Start of RECORDED INFORMATION

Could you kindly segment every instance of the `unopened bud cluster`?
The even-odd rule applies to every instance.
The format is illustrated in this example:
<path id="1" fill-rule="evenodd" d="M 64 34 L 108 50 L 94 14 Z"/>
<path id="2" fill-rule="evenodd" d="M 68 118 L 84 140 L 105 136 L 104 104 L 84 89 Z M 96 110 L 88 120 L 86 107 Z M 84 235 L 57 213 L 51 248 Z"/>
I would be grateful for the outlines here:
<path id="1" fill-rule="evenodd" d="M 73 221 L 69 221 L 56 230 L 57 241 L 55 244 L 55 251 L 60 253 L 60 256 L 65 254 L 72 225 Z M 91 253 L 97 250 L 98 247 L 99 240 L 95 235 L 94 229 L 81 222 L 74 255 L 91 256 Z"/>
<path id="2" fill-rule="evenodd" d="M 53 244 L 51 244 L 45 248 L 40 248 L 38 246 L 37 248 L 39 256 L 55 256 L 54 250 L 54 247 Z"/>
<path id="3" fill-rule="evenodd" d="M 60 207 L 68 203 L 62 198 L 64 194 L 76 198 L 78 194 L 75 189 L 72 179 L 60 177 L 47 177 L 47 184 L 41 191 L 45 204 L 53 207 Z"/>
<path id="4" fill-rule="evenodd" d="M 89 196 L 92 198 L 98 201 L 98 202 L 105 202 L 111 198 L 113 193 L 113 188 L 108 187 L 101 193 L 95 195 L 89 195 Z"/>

End of RECORDED INFORMATION

- [WRITTEN REQUEST] Copy out the lines in this listing word for word.

- [RESPONSE TO THE TASK]
Could you kindly segment every instance of the `unopened bud cluster`?
The even-odd rule applies to every instance.
The format is illustrated in this example:
<path id="1" fill-rule="evenodd" d="M 64 34 L 108 50 L 94 14 Z"/>
<path id="2" fill-rule="evenodd" d="M 68 118 L 84 140 L 105 136 L 104 104 L 84 89 Z M 96 110 L 88 120 L 86 107 Z M 84 235 L 57 213 L 51 248 Z"/>
I would be grateful for the outlines here:
<path id="1" fill-rule="evenodd" d="M 73 221 L 69 221 L 56 230 L 57 241 L 55 244 L 55 251 L 60 253 L 60 256 L 65 254 L 72 225 Z M 91 253 L 97 250 L 98 247 L 99 240 L 95 235 L 94 229 L 81 222 L 74 255 L 91 256 Z"/>
<path id="2" fill-rule="evenodd" d="M 53 244 L 51 244 L 45 248 L 40 248 L 38 246 L 37 248 L 39 256 L 55 256 L 54 250 L 54 247 Z"/>
<path id="3" fill-rule="evenodd" d="M 60 207 L 68 203 L 62 198 L 64 194 L 76 198 L 78 194 L 75 189 L 72 179 L 60 177 L 47 177 L 47 184 L 41 191 L 45 204 L 53 207 Z"/>
<path id="4" fill-rule="evenodd" d="M 89 196 L 92 198 L 98 201 L 98 202 L 105 202 L 111 198 L 113 193 L 113 188 L 108 187 L 101 193 L 95 195 L 89 195 Z"/>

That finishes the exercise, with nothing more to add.